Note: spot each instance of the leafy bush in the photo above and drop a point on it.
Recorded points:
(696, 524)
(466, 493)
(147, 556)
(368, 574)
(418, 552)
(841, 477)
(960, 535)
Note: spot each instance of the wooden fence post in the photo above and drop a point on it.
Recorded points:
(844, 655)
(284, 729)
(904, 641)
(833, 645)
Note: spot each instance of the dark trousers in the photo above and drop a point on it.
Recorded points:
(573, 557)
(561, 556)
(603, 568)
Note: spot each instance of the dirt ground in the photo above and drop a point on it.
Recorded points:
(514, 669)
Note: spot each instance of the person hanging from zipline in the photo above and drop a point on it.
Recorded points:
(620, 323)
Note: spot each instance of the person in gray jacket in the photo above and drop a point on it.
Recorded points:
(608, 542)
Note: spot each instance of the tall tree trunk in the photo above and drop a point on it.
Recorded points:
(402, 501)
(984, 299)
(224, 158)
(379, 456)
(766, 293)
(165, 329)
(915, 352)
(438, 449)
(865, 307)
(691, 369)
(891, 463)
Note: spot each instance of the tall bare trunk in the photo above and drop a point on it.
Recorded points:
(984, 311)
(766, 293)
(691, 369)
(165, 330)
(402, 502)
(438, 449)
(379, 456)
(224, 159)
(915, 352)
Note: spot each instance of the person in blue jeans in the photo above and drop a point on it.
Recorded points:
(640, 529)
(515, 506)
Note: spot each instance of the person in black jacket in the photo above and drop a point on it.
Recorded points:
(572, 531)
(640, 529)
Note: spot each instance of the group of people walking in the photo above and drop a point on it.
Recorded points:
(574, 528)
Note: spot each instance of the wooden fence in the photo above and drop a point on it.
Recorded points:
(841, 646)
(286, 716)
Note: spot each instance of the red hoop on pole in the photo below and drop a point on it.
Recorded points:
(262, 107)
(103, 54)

####################

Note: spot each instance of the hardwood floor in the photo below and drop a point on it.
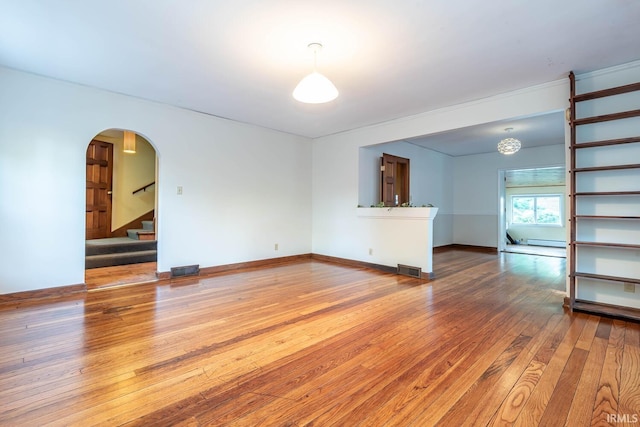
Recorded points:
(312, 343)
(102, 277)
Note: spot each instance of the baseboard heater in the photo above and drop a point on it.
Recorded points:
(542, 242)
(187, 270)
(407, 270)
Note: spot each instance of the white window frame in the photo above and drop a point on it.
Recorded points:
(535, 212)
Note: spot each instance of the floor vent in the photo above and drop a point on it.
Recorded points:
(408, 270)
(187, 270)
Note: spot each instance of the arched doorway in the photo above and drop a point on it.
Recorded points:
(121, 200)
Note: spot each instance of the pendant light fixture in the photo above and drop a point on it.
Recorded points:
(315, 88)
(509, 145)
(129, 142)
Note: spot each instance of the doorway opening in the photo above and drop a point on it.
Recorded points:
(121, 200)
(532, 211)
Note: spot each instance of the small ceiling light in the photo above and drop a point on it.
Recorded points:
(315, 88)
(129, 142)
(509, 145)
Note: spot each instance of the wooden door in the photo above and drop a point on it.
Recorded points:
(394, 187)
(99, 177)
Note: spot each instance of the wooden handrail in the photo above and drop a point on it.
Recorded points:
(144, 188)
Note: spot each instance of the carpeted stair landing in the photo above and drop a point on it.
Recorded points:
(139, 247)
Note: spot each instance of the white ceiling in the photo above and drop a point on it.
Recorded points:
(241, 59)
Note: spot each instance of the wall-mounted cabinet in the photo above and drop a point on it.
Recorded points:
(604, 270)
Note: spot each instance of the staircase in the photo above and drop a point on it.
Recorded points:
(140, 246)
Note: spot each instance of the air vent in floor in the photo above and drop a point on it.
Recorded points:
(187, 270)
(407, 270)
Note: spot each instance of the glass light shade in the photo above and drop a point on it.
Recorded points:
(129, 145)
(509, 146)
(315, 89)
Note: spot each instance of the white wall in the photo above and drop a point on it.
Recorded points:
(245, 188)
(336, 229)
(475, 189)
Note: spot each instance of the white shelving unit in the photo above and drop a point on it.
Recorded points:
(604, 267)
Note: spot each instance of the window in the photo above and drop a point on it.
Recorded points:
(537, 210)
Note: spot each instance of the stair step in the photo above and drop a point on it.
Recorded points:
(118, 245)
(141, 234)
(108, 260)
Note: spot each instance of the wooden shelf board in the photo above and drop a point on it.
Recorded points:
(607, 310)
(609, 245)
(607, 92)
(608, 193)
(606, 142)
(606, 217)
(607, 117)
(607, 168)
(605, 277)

####################

◆ Exercise instructions
Extract every line of the records that contains the string "floor", treating uppercase and lowercase letters as different.

◆ Exercise output
Note: spot each instance of the hardwood floor in the photo below and drop a point on it.
Note: spot each instance of the floor vent in the photo above and drop a point on it.
Note: spot each instance of the air vent in floor in the photo above and drop a point on it.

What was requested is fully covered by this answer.